(Saved entries)
━━━

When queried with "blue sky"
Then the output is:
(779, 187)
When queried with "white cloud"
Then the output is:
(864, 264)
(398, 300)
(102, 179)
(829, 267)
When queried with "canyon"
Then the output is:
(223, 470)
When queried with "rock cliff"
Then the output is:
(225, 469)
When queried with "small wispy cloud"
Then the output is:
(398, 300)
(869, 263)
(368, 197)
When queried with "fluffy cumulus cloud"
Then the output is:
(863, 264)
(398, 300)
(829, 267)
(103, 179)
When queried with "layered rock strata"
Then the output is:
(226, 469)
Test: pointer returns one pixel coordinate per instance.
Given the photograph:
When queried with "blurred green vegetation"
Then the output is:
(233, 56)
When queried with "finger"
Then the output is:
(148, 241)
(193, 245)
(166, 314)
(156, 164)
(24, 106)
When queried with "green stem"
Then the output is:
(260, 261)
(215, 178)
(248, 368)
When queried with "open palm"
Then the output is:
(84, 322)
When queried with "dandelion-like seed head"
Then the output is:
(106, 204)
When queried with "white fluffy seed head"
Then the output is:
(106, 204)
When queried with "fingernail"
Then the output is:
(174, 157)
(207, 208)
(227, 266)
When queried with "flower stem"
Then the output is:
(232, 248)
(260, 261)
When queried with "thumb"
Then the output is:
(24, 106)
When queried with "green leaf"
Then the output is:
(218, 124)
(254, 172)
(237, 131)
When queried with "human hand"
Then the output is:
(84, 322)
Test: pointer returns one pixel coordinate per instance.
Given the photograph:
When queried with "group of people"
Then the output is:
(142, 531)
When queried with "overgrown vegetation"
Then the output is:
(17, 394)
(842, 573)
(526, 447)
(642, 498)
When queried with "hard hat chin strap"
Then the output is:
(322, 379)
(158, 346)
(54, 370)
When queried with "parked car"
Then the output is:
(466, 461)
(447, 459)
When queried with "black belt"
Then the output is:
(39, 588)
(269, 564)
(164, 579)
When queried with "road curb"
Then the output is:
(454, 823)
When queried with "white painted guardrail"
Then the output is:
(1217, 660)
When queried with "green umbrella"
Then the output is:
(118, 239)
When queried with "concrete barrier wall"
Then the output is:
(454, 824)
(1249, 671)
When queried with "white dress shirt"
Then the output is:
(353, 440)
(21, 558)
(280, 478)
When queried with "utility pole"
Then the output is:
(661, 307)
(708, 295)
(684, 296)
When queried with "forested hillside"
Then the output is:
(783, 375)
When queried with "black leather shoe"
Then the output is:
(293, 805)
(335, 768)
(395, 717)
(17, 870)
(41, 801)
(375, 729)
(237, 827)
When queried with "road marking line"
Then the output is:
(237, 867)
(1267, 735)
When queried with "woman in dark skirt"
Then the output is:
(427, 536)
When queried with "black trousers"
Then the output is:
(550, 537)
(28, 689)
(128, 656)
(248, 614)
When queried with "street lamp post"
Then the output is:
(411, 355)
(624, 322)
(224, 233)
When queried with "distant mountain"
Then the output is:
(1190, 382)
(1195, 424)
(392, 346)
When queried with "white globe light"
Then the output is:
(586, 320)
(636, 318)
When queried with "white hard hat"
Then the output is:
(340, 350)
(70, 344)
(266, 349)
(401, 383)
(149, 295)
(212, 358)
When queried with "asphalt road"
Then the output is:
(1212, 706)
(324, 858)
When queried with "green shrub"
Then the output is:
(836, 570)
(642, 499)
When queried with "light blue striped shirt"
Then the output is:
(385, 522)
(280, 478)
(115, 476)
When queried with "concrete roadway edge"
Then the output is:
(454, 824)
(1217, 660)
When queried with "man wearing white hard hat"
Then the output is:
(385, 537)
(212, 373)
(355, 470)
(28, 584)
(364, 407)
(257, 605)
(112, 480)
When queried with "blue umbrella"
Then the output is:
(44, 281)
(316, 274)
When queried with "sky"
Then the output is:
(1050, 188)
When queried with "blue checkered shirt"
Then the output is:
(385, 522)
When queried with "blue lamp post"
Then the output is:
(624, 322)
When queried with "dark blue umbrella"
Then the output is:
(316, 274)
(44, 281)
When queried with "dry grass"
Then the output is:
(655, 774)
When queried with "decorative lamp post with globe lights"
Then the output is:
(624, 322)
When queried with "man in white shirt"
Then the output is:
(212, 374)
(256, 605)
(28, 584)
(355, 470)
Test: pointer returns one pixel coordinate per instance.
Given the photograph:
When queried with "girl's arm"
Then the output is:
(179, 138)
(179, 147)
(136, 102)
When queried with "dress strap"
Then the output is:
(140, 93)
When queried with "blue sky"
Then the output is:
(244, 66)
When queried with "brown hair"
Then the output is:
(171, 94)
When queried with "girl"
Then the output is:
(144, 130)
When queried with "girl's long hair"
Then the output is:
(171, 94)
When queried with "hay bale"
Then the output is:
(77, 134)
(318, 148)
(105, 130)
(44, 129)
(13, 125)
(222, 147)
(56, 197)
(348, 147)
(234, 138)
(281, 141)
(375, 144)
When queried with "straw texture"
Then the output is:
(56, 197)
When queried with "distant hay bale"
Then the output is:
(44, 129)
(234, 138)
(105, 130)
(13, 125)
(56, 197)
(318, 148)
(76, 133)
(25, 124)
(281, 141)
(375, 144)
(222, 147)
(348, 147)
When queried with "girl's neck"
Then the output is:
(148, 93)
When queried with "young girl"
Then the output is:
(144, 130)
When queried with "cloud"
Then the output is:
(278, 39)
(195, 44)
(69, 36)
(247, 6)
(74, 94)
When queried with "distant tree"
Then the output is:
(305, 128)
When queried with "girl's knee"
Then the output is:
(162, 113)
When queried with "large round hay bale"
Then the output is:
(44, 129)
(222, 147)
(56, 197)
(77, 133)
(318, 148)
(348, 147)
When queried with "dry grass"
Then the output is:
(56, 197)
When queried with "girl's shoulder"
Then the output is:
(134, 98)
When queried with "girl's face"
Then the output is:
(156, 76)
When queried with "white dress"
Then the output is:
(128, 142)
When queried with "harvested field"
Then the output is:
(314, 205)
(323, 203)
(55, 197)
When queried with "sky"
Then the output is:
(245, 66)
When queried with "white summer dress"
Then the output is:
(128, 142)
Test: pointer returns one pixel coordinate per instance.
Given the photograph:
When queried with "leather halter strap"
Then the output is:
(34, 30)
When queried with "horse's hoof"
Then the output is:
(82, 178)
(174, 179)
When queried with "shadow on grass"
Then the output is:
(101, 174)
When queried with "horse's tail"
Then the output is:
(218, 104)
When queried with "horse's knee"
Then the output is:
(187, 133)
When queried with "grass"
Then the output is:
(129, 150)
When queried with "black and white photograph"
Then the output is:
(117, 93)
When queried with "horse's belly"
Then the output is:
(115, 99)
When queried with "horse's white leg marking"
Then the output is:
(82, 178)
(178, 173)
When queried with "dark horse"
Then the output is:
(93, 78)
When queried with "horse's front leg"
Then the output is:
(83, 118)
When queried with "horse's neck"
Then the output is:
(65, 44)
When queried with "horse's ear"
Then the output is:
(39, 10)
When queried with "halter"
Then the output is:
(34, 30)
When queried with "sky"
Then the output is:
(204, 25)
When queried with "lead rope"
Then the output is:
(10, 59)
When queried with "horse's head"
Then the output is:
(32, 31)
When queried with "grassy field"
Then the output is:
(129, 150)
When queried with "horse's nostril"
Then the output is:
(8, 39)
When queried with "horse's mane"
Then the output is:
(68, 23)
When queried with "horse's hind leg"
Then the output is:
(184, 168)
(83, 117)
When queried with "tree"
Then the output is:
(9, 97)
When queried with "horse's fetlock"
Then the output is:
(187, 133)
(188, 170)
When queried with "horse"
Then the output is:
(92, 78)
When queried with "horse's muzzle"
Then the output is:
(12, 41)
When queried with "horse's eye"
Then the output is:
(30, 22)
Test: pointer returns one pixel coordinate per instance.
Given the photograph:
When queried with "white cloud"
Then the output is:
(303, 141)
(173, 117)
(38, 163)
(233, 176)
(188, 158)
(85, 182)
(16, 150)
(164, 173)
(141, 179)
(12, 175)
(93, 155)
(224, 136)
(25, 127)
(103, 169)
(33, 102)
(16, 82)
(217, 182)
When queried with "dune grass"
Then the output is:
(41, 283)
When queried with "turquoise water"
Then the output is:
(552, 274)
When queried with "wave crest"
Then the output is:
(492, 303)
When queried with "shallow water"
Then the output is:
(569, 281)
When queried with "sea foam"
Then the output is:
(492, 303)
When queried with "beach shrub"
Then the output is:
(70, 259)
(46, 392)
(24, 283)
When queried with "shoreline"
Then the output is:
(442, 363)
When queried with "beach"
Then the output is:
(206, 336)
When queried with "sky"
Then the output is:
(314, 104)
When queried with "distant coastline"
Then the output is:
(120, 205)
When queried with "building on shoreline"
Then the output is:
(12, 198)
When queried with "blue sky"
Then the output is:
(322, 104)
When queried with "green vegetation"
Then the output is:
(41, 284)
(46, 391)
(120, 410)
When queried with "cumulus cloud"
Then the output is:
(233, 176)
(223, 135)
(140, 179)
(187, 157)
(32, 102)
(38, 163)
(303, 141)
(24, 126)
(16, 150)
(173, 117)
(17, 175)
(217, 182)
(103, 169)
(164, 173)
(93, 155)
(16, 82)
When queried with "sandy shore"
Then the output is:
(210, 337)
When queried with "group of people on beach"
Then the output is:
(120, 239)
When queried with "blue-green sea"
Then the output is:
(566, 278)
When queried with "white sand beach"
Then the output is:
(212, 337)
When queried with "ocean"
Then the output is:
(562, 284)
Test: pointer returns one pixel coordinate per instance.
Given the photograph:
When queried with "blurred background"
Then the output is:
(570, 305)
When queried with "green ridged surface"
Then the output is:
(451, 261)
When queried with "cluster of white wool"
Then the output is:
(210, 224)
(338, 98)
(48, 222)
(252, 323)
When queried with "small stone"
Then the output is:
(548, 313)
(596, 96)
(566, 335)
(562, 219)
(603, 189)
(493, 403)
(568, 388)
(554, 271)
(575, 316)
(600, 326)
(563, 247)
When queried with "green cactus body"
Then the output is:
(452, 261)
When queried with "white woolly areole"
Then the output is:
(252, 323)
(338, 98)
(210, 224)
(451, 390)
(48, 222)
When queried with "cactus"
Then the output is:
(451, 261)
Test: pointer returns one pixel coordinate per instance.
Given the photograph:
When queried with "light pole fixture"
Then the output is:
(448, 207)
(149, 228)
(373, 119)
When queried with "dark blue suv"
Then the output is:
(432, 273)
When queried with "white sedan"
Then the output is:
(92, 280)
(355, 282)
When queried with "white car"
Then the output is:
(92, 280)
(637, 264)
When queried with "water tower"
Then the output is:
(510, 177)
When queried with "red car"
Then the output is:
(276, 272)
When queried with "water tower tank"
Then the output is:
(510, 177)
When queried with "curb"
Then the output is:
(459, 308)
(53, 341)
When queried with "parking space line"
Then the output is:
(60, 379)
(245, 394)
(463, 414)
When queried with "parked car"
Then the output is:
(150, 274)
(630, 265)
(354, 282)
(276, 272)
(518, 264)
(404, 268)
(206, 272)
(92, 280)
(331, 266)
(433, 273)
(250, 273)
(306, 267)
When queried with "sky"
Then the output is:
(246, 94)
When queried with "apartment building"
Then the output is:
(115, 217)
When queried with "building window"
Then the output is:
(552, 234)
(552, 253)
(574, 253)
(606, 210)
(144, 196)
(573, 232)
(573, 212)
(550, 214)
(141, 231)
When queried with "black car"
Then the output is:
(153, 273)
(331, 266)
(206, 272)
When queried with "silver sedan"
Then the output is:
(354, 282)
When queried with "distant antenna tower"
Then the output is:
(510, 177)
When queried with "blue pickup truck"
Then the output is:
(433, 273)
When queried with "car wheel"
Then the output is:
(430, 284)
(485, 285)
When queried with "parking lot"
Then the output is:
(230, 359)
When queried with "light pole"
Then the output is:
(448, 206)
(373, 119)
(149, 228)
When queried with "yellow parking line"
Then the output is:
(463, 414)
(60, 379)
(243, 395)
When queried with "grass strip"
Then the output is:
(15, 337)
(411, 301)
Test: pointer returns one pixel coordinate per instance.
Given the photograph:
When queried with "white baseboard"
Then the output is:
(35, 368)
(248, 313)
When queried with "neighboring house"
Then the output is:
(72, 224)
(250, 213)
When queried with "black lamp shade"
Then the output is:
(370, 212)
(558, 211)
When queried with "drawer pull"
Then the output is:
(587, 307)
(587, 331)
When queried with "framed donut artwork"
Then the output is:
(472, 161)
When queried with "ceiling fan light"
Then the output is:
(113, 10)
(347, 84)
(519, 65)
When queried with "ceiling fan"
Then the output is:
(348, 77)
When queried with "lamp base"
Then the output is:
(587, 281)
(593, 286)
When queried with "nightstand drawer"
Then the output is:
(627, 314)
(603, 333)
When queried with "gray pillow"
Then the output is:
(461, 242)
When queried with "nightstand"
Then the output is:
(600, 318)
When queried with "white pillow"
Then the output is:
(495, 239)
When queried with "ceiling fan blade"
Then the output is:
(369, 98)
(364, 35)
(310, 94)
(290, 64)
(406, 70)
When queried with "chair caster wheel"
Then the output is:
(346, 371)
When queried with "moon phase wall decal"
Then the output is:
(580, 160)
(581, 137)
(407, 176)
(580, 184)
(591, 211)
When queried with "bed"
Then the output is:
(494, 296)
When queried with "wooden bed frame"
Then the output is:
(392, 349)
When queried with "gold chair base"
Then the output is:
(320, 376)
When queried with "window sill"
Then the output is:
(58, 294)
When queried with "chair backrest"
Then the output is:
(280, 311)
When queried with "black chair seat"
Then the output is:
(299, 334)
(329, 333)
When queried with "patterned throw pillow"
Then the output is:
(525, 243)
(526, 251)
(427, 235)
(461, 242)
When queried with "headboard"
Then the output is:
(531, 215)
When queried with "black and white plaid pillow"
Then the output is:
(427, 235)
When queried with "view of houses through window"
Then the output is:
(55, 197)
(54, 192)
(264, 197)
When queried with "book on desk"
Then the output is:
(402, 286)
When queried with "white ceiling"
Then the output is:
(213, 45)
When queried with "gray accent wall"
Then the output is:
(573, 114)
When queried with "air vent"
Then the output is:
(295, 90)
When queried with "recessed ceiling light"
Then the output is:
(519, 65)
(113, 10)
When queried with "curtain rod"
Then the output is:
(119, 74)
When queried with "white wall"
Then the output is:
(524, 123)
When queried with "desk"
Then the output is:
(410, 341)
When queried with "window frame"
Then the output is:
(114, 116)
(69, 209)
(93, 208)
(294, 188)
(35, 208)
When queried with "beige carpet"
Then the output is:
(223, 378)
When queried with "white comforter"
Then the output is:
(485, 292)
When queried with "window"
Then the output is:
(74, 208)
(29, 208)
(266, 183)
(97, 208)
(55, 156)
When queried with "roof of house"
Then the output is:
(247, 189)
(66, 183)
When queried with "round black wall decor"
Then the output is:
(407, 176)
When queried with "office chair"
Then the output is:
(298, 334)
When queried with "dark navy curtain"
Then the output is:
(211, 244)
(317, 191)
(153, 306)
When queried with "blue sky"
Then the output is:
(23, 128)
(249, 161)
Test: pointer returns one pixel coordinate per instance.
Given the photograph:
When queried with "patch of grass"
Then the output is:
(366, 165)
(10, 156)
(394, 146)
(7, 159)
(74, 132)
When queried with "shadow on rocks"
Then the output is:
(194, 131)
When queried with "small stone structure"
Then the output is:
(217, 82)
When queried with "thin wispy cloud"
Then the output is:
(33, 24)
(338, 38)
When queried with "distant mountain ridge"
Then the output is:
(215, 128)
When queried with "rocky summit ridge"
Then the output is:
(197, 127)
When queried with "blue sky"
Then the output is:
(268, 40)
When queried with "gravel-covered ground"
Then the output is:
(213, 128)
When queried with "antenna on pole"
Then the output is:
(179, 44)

━━━

▶ [TASK ITEM]:
When a line above includes the word "nightstand", please list that line.

▶ [TASK RESPONSE]:
When queried with "nightstand drawer"
When queried with "nightstand"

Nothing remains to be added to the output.